▶ _What the task asks_
Identify every line in the records below that contains the word "beak", and copy each of those lines.

(Saved entries)
Start of Block

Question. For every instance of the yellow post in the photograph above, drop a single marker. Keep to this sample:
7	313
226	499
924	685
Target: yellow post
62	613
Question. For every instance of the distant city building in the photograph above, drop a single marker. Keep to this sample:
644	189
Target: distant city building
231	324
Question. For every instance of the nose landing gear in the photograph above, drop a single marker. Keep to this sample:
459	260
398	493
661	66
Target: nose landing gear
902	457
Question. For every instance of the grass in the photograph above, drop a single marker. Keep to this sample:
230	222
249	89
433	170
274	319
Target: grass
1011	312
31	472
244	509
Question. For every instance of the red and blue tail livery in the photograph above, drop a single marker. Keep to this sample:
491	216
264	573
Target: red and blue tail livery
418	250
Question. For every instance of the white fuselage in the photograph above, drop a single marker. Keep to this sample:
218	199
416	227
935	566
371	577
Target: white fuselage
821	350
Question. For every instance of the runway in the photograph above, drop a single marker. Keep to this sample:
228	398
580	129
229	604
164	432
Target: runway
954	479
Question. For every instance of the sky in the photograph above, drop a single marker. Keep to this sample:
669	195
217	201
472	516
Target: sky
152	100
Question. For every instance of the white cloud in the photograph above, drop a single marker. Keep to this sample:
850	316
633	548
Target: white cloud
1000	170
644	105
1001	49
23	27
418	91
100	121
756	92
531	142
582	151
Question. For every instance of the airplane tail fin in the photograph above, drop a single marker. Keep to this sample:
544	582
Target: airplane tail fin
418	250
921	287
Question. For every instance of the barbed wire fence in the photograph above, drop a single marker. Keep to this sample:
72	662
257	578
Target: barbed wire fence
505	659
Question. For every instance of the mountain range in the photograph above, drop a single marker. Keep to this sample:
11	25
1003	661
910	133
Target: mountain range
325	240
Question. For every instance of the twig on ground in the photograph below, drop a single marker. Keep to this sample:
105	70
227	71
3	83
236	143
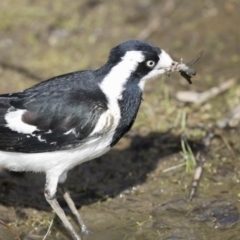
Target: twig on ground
199	98
200	159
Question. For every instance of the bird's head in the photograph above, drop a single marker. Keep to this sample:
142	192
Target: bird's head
139	61
135	62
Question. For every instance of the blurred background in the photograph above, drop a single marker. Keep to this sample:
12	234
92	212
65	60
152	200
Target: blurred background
140	190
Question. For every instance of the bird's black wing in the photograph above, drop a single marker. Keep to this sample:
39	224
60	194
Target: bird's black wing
57	114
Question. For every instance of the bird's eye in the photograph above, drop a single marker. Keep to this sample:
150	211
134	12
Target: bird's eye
150	63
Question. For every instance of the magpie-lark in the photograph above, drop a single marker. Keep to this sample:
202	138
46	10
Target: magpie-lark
73	118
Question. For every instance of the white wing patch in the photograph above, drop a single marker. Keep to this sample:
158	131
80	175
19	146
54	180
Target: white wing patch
15	123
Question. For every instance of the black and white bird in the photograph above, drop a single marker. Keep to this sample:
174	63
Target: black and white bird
73	118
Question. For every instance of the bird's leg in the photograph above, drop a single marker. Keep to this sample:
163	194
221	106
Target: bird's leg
74	210
50	190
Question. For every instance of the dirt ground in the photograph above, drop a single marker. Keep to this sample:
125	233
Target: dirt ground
136	191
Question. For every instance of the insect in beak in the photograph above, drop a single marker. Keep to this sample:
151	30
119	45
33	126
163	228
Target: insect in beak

End of Block

▶ _Result of this task_
Question. For every instance of the insect in beak in the photograph above, drop a single marker. Keep to this sample:
Target: insect in beak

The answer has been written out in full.